Selection:
####################

A lot of you guys make your living selling technology in the advertising and marketing technology space. It’s a great and noble occupation, but not for everyone. Our industry moves very fast, and software is always a stutter step behind. We are trying to solve problems for big brands and media companies, and a lot of what we sell sounds pretty much the same as the competition. Even if you truly have the best product, it’s really hard to get people’s attention. When you finally get it, it’s very hard to truly differentiate yourself and your products. In first meetings and big pitches, you have to leave the meeting accomplishing three basics: your potential customer should like you enough to work with you, trust you to do the work, and believe that your company can solve their problem.
In first meetings and big pitches, you have to leave the meeting accomplishing three basics: your potential customer should like you enough to work with you, trust you to do the work, and believe that your company can solve their problem. Like, trust and belief are pretty simple asks—but very hard to establish in meetings.
Does your typical one-hour meeting look like this?
- Get the monitor set up and internet access established (10 minutes)
- Go around the room with introductions (5 minutes)
- Salesperson introduces the meeting and explains why you are there (10 minutes)
- Salesperson gives the standard “about the company” pitch (15 minutes)
- Subject matter expert talks about some use cases and benefits (20 minutes)
- Demo (0 minutes. Oops. No time left for demo).
I have been in many of these meetings as a potential buyer, and I have also presided over quite a few of these meetings. Some are better than others, but for the most part, they are pretty terrible. Here are four things you can change up for your next meeting.

####################

To be done:
Reproduce word for word the part of the text on sales meetings that begins at the words "- Get the monitor" and ends after the words "benefits (20 minutes)".

Data block:
####################

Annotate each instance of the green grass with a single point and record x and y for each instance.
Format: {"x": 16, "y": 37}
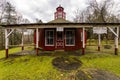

####################

Written solution:
- Get the monitor set up and internet access established (10 minutes)
- Go around the room with introductions (5 minutes)
- Salesperson introduces the meeting and explains why you are there (10 minutes)
- Salesperson gives the standard “about the company” pitch (15 minutes)
- Subject matter expert talks about some use cases and benefits (20 minutes)